Shortstop James Cordes (5-for-5) looked at a ball and then ripped a single between short and third. Wood River’s best base runner was aboard.

First baseman Brandon Bush laid down his first sacrifice bunt of the season. And then Buhl intentionally walked clean-up hitter T.J. Peterson for the second time.

Wolverine sophomore Tyler Nice came to the plate.

No pressure now! Nice, who relieved starting pitcher Matt Zachary in the top of the seventh inning, had already dodged a major bullet.

Nice gave up a Sean Elderen solo homer and then escaped a one-out bases-loaded jam with a huge strikeout of Buhl’s leadoff hitter Cory Hamilton and Paisley’s miracle catch of Reynolds’ opposite-field drive.

They were the only times Wood River retired Hamilton and Aric Reynolds all day.

Hitless in four previous trips, Nice fought off a good pitch and blooped a Texas Leaguer to right field. It dropped in front of onrushing right fielder Aric Reynolds and took a weird bounce. But it was plenty to bring Cordes home with the winning run.

One finger raised in triumph, Cordes kept on running through home plate and down to first base. There he and the rest of the Wolverines ganged up on winning pitcher Nice in a pile of happy celebration.

"So many big plays. So many big at-bats," said eighth-year coach Hovey. "It was gut wrenching because it could have gone either way. You almost thought whoever had the last at-bat would win.

"We did a great job battling back, but Buhl did a great job battling back, too."

Hovey had seen plenty of big games slip away in the past including last year’s eight-inning 2-1 loss to Jerome in the district championship. It made the title game win, at home, all the more rewarding.

Wood River (16-9, 7-2 home) survived the loss of several seniors, pulled itself together at midseason and won five of its final six games.

Hovey said, "There were a lot of pivotal moments this season when we, as coaches, wondered how the team was going to respond.

"It wasn’t us. The players pulled each other up. They decided they were going to make the commitment to what it was going to take.

"They had the choices to make—a bunch of little ones, one after another, all adding up to the point where they got themselves in position to win the district tournament."

The big game

From the start, Wood River’s ace righthander Zachary wasn’t at his best. He threw and threw, mostly hard stuff, and Buhl cranked hit after hit right back at him.

Gun shy by the middle of the game, Zachary started getting too fine with attempts at low strikes—and catcher Kenny Nelson spent much of the game on his knees, deftly blocking pitch after pitch.

[Data records]
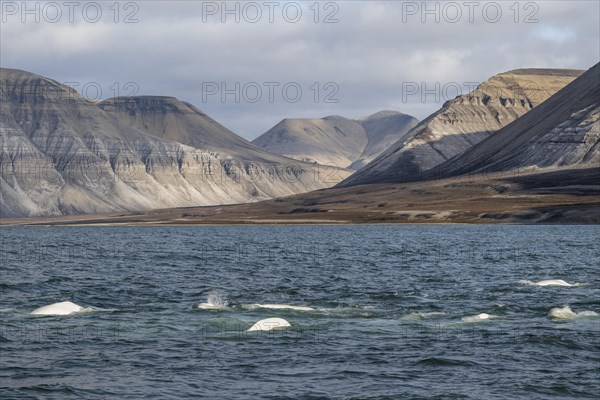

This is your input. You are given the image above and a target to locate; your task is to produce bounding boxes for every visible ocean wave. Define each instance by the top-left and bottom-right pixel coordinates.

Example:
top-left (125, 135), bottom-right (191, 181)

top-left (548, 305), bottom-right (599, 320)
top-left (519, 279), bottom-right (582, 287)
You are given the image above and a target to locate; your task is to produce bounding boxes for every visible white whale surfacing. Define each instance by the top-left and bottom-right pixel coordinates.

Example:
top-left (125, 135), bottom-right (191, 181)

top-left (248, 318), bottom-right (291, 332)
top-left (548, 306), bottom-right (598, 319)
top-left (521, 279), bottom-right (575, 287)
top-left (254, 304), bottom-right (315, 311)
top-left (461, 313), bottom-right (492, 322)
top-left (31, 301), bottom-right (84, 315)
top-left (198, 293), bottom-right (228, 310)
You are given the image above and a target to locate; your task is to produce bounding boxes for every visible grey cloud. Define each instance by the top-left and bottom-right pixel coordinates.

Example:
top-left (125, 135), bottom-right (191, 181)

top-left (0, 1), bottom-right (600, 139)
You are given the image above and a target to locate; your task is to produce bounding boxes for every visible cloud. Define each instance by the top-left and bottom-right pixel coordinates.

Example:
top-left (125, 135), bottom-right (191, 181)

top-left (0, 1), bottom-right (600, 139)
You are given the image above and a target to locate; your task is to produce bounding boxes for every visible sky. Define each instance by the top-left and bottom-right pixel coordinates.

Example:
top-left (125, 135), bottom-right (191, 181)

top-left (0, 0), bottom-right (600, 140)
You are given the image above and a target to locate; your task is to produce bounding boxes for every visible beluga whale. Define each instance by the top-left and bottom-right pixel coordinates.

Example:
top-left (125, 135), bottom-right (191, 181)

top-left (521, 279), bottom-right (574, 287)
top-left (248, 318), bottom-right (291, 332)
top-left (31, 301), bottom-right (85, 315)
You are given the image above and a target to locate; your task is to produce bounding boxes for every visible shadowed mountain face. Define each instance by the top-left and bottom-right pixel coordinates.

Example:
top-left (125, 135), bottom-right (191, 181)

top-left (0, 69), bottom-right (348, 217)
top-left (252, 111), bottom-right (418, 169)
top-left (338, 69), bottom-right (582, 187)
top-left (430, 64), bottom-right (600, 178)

...

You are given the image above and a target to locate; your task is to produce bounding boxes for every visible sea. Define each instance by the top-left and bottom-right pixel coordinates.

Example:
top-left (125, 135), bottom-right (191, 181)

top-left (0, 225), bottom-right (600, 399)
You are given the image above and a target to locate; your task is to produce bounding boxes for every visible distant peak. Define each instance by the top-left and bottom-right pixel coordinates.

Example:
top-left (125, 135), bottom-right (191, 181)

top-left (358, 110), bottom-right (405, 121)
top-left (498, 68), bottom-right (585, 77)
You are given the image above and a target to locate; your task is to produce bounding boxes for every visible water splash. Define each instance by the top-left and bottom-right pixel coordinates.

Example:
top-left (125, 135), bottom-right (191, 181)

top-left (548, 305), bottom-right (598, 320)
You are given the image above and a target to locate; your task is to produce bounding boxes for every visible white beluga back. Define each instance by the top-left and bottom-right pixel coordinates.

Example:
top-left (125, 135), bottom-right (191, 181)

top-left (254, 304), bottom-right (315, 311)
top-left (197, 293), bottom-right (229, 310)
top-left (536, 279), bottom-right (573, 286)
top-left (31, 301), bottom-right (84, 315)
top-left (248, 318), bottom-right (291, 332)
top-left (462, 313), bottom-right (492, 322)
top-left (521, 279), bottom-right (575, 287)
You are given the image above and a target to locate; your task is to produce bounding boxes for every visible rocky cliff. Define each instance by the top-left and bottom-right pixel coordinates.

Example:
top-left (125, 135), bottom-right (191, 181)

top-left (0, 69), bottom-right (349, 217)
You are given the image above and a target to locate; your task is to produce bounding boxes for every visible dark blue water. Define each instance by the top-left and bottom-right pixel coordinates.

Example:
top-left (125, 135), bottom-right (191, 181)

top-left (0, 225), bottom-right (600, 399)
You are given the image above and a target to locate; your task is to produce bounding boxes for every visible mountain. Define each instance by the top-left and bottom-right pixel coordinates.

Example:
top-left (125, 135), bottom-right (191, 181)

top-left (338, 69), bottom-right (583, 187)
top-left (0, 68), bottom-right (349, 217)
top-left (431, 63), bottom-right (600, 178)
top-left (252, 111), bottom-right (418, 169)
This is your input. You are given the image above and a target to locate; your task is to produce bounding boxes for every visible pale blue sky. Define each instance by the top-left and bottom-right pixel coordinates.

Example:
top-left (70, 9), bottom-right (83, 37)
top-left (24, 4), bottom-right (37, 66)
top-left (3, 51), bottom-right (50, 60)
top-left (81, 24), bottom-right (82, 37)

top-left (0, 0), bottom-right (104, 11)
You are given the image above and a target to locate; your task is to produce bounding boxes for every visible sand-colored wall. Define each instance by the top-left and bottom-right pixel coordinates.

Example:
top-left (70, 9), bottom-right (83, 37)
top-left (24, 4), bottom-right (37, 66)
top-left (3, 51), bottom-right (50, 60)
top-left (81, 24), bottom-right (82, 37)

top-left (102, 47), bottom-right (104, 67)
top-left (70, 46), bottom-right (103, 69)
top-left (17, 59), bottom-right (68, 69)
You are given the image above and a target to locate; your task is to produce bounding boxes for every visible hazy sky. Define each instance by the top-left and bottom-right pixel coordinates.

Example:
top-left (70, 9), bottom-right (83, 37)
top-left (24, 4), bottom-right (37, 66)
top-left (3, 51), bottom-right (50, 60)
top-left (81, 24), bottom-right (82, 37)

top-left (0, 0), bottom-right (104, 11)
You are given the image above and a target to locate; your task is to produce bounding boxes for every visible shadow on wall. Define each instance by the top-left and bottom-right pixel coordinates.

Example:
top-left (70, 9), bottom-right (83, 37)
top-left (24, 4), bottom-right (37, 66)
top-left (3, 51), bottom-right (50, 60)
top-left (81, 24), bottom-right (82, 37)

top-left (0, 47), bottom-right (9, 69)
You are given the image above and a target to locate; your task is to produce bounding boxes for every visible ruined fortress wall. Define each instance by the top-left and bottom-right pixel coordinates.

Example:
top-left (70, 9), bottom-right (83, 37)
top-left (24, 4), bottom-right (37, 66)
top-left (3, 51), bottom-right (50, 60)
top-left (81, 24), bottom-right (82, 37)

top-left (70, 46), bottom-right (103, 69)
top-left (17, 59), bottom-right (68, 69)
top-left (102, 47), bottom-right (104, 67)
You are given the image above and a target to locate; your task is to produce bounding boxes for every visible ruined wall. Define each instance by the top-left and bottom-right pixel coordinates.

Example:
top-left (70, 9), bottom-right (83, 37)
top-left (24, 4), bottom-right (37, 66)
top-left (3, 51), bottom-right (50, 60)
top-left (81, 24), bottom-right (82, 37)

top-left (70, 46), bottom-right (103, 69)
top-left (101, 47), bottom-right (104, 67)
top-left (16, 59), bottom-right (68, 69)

--

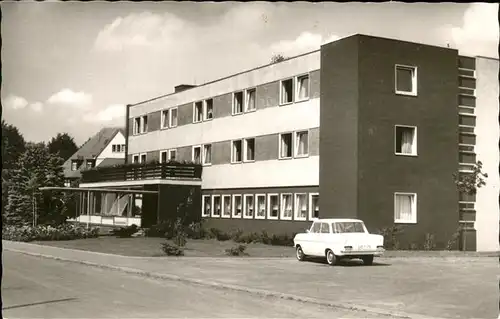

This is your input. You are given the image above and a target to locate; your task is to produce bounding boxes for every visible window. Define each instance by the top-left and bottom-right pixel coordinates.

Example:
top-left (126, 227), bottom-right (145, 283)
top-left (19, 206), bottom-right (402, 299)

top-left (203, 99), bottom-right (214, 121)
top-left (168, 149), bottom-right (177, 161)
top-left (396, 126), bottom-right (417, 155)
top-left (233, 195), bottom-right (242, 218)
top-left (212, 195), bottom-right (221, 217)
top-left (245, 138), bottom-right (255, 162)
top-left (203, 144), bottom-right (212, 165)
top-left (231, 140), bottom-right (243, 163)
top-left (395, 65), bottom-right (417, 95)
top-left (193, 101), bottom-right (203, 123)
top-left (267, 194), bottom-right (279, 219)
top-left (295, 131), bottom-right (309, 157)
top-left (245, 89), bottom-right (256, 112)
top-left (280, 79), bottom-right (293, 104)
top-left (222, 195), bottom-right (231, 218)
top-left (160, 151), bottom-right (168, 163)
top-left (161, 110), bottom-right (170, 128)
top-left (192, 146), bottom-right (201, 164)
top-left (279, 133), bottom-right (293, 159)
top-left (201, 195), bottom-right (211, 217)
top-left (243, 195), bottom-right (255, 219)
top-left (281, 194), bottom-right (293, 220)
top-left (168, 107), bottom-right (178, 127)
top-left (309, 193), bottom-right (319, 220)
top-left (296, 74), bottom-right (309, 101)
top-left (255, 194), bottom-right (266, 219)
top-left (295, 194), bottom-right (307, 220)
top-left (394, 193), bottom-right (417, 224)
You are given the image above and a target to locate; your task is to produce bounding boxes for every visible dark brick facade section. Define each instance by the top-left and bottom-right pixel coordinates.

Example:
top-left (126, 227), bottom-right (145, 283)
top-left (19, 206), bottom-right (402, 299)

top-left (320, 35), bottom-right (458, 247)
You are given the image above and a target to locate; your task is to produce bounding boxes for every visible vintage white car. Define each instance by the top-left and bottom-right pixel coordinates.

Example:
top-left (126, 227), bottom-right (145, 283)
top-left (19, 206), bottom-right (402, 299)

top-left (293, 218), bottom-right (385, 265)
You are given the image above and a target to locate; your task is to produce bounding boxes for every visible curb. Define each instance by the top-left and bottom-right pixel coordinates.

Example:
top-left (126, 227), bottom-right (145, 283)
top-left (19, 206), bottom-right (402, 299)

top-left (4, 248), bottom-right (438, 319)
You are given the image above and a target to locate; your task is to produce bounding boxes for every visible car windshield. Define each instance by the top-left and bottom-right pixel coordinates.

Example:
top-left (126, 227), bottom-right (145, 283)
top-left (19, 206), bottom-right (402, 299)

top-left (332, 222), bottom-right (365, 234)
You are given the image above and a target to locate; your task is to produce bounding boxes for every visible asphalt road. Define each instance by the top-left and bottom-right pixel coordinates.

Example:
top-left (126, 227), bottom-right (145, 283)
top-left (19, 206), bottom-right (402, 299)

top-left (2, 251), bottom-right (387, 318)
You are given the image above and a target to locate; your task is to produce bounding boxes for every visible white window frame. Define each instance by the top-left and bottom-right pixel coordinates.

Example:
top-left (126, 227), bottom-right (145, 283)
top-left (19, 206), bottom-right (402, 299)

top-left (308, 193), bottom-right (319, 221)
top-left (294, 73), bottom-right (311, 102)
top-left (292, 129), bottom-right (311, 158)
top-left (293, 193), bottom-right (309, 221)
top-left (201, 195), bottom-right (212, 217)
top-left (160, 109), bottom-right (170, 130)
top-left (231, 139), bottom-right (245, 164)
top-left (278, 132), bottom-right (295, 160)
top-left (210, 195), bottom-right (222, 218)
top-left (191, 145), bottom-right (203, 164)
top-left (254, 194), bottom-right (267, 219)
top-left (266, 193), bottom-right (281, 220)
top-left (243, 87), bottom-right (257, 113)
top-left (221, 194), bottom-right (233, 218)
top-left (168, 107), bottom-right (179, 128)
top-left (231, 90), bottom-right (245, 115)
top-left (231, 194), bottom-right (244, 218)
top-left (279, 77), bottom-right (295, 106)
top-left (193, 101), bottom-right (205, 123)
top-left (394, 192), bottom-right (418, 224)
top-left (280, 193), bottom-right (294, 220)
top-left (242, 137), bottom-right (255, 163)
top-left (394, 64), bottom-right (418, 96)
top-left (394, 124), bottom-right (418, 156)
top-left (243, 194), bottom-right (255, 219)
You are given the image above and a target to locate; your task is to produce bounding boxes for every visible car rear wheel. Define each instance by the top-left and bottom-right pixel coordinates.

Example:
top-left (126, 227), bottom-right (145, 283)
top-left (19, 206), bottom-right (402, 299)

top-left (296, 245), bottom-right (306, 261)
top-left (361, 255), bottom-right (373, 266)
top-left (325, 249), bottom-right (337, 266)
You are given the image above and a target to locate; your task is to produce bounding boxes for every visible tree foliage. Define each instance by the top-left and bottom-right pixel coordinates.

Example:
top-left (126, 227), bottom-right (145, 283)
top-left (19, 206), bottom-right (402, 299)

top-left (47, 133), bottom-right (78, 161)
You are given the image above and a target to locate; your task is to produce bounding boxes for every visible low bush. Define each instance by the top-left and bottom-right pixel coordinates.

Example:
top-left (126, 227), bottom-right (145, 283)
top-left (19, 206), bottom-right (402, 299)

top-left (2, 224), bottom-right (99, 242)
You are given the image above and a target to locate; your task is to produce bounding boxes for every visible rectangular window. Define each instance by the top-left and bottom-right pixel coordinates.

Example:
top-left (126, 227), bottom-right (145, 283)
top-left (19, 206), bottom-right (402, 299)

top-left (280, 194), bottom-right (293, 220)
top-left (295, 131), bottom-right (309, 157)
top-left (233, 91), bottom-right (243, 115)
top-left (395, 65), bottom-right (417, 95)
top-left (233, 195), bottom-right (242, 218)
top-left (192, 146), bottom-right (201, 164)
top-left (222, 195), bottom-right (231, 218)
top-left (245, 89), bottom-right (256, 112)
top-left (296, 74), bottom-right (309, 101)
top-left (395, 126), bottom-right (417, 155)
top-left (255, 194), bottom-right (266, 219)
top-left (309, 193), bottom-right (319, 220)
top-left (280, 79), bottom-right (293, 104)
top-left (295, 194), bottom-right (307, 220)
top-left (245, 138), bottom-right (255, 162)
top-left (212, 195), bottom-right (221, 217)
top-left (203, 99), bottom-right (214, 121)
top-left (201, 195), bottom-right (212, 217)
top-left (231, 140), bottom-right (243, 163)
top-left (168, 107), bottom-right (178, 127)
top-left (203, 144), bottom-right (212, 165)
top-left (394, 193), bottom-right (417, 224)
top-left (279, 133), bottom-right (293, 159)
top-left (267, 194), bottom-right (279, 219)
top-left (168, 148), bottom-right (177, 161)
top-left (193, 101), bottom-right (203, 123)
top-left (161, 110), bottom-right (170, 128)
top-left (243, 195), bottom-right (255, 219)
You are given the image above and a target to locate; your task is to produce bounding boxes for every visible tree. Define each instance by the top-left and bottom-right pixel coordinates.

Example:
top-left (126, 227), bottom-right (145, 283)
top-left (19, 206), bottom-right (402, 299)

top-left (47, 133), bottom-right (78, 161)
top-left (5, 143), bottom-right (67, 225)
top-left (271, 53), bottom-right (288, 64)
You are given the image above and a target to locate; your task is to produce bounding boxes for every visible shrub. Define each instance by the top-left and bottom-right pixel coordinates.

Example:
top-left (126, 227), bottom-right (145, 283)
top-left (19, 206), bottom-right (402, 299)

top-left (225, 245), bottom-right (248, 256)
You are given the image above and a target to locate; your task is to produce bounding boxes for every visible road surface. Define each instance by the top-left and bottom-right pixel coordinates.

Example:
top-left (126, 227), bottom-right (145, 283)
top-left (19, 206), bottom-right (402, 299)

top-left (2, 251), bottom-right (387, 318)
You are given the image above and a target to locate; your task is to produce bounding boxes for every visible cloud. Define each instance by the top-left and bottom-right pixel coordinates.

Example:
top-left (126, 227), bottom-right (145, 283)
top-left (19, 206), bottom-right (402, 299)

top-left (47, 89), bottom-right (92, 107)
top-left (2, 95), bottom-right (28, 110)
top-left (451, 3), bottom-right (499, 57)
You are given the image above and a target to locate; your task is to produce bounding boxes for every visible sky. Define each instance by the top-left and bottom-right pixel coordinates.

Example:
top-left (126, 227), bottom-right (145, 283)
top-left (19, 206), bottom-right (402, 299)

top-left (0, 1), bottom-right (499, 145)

Short task A
Answer these questions using the baseball game report:
(i) Which Wood River hitter did Buhl intentionally walk for the second time?
(ii) Against which team did Wood River lose the district championship the previous year?
(iii) Who was Wood River's catcher?
Short task B
Extend the baseball game report, picking up right after its final sentence about the catcher blocking pitches.

Task output A
(i) T.J. Peterson
(ii) Jerome
(iii) Kenny Nelson

Task output B
Zachary plunked Buhl’s first batter, Hamilton, and Buhl led 2-0 after one.

Meanwhile, senior Adam Reynolds, Buhl’s #2 pitcher, mixed his pitches well in the first two innings, whiffed four and allowed just a bunt single by Cordes and a ground single by catcher Kenny Nelson.

In the second, Wolverine second baseman Cory Goicoechea made a diving catch of Brandon Craner’s blooper to short right field. In the home third, #9-hitter Matt Johnson had the best at-bat of his life, working the count to 3-2 before belting a double on one hop to the center field fence.

"Buhl had all the early momentum," said Hovey. "Then Cory made a big catch, and Matt Johnson came up with yet another big hit. It kind of broke the spell because Adam Reynolds had us off-balance.

"We were nervous the first couple of innings. We were down. MJ’s hit and Cory’s catch were big because they got our jitters out and we were back on our game."

Johnson’s leadoff double sparked a 4-run Wolverine uprising capped by T.J. Peterson’s 410-foot home run over the center field fence. The rally produced the first of six lead changes during the game.

Wood River followed its 4-run third with a 5-run fourth to regain the lead at 9-6. Buhl misplayed Cordes’ surprise drag bunt with runners at first and second and Cordes ended up at third. RBI singles by Bush (2 hits) and Peterson (3 RBI) did the final damage.

Hovey said, "T.J. had a big home run for us in the third. But those drag bunts we had—and we did a great job with our bunts all game—were just as big as the homer if not bigger. They got big innings going."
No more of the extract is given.